• Source document:
--------------------------------------------------
To better acquaint you with the daily duties of an entomologist, ESA has performed the following interviews with scientists working in four areas of entomology.
Fiona Hunter, medical entomologist -- A medical and veterinary entomologist is someone who studies insects (and arachnids) that can potentially harm or transmit diseases to humans and animals. This includes both domestic and wild animals.
Lincoln Moore, plant protection entomologist -- Society suffers enormous losses from the destruction of plants by insects. Agricultural crops, turf, ornamental plants, and trees are all attacked and injured by insects, and plant protection entomologists are engaged in activities to minimize this destruction.
Robert Hall, medical entomologist -- Medical entomologists are concerned with the role insects play in causing diseases in animals and humans. This field includes the study of insects and arachnids that adversely affect the health of humans, domestic animals, and wildlife through transmission of disease-causing agents.
--------------------------------------------------
• Data items:

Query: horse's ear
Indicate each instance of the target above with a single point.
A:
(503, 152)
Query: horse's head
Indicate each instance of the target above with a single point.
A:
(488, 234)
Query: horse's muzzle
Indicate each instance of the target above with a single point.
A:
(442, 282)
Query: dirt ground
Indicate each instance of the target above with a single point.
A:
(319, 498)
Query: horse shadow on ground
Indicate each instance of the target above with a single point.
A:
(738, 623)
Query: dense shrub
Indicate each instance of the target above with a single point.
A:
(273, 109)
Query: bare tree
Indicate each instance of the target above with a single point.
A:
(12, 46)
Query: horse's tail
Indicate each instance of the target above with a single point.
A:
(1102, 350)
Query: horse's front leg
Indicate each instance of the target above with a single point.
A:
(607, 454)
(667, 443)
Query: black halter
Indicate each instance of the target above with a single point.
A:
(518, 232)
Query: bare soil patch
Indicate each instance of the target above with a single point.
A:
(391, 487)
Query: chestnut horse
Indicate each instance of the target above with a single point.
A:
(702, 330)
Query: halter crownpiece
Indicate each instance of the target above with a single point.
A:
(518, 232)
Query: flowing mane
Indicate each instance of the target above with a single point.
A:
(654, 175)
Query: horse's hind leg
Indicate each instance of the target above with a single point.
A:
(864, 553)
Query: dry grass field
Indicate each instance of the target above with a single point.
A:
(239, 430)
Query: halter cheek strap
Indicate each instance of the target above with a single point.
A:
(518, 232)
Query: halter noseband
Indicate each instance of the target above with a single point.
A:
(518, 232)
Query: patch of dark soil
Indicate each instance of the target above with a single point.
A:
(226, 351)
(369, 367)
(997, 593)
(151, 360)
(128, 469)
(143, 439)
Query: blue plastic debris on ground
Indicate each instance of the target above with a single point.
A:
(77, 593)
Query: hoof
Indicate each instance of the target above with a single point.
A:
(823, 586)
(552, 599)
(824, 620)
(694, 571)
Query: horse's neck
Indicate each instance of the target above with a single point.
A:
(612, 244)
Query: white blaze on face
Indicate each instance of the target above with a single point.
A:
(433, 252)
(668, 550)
--------------------------------------------------
• What to do:
1 - According to the text on entomologists, which kinds of plants do insects attack and injure?
2 - Write a continuation of the text on entomologists that picks up after its final sentence.
None of the items are needed here.

• Answer set:
1 - Agricultural crops, turf, ornamental plants, and trees.

2 -
Leslie Saul Gershenz, conservation entomologist -- Convincing the public of the economic and physiological benefits of maintaining insect diversity is extremely important. Many entomologists combine their passion for entomology with an aptitude for communicating. They are involved in education and outreach in order to encourage appreciation for insects and foster support for programs to preserve biodiversity and the environment.
Colonel Stephen Berté, military entomologist -- Military entomologists are primarily responsible for protecting the health of the U.S. military from insects and the diseases they carry. They also work in other entomological fields such as the management of urban and vertebrate pests, and even weeds. They also conduct entomological research.